-- SOURCE EXTRACT --
┌──

Interventions targeting absence from school justify themselves with the claim that absence causes negative effects or prevents good effects. I argue that these are empty claims. I propose that absence as a cause makes sense in two ways: (1) in the context of prevention, if we take into consideration our expectations of what would have taken place, had the child gone to school, and what did take place for the child instead, and (2) in the context of responses to absence. Both interpretations lead to a conception where absence, instead of being a direct cause, rather accrues consequences from our responses to it. I use these alternatives to argue that responses to absence justified with the empty claim contribute to the results that the literature has so far claimed absence to have. Absence is not the problem, it may only be the sign of one.

Disclosure Statement

No potential conflict of interest was reported by the author(s).

Notes

1 This emphasis on absences noticed also helps us sidestep the philosophical issue of too many causal powers (Wolff et al., Citation2010). This is the issue that there are a great many things absent from any situation, such as the absence of fire in your hair right now. If all such absences were allowed causal power, then everything is present positively or negatively: either fire-in-hair is present or non-fire-in-hair is present.

└──

-- Dataset items --
┌──

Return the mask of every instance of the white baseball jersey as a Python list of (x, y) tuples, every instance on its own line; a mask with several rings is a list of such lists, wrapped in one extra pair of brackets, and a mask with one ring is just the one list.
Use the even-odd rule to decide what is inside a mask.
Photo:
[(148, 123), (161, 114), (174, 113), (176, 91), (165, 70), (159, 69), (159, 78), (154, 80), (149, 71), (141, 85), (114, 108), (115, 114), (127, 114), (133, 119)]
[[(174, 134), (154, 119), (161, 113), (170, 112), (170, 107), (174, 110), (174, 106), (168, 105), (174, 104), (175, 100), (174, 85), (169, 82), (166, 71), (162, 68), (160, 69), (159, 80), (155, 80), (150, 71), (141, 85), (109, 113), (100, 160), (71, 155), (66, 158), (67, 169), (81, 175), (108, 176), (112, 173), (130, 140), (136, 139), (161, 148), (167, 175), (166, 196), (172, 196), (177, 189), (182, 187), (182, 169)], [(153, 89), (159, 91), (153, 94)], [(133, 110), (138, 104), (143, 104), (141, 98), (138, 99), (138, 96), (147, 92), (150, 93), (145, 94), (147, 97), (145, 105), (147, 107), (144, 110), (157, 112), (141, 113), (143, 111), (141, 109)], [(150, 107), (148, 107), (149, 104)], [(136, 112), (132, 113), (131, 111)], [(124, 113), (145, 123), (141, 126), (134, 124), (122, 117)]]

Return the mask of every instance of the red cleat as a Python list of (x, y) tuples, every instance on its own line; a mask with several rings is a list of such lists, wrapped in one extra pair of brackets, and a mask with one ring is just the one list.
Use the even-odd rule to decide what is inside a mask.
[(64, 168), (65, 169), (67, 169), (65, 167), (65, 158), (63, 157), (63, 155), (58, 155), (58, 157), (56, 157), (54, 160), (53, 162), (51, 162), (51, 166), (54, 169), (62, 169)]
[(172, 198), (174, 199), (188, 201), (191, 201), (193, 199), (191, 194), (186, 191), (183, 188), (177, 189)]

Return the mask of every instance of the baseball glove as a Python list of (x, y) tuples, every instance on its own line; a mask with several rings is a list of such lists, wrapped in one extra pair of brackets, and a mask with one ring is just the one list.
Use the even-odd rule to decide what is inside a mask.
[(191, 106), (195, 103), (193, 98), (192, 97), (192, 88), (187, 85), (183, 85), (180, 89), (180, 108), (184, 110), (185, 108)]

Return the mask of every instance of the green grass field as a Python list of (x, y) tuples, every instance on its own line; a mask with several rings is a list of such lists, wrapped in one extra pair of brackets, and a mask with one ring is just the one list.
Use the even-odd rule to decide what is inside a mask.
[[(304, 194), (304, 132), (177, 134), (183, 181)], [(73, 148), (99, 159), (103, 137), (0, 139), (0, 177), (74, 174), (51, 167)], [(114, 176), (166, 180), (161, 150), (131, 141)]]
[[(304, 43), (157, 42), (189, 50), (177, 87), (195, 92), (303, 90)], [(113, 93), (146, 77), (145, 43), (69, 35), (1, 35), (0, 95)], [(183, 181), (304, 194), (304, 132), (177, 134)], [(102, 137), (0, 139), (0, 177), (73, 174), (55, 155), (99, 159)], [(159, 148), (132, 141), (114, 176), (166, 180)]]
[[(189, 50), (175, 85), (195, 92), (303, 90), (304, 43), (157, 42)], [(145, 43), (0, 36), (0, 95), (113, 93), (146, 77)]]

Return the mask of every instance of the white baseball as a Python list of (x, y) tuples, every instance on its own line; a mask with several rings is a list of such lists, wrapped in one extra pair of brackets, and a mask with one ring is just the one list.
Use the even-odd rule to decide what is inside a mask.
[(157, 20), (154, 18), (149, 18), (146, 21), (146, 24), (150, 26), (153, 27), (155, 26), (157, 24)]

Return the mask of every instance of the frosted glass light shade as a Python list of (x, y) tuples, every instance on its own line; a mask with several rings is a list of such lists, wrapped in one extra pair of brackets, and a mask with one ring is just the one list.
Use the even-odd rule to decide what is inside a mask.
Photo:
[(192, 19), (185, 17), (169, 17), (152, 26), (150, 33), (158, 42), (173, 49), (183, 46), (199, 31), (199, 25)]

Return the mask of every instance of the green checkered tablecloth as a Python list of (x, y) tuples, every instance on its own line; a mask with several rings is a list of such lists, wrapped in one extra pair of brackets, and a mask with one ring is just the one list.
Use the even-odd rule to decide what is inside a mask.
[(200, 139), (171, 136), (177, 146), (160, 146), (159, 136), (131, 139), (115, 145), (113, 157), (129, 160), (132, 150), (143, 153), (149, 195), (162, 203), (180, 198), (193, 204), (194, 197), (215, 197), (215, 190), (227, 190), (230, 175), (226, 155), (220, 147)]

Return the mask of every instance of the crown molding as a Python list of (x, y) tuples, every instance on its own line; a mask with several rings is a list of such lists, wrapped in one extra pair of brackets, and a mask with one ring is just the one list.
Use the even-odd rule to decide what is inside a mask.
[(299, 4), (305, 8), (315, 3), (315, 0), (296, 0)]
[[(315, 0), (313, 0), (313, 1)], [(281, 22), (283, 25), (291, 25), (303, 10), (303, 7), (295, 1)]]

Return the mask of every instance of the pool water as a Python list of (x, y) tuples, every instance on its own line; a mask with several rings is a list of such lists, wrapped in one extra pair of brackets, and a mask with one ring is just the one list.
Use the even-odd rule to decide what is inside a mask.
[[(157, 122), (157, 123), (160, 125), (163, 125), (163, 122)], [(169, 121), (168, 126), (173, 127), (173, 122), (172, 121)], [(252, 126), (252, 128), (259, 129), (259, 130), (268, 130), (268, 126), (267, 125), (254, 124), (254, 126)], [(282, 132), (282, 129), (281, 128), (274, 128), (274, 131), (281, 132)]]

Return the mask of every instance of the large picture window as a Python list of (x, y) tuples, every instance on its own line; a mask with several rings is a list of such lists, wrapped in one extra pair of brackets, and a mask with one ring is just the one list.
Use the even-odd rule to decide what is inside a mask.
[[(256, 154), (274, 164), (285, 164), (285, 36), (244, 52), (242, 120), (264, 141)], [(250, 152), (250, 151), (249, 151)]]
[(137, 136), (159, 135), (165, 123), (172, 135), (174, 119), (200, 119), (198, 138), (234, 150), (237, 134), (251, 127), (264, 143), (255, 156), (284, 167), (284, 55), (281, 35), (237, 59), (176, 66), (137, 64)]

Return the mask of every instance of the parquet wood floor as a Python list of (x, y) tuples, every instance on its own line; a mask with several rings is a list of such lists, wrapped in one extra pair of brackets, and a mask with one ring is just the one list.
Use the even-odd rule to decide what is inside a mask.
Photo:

└──

Please carry on the school absence text from its last sentence.

2 This corresponds closely to the Cambridge dictionary definition of absence: “not being where you are expected to be”, “a being away”, or “a non-existence” – https://dictionary.cambridge.org/dictionary/english/absence accessed 21 October 2019.

3 This may be extended to all sorts of causes in biological and human endeavours, as the effects of something often do not become apparent until much later, when the “right” conditions are present. I tend to think that the total cause is the total situation, making all causal claims a practical endeavour, rather than a truth-claiming one (see Hitchcock & Knobe, Citation2009; Mackie, Citation1965).

4 I am not alone in my critique of this. The literature itself includes such a critique. For example, Elliott and Place (Citation2019) note in their review that there has been a tendency to punish absences which are within the child’s control (truancy) and to be lenient towards absences beyond the child’s control (illness, anxiety) (Elliott & Place, Citation2019).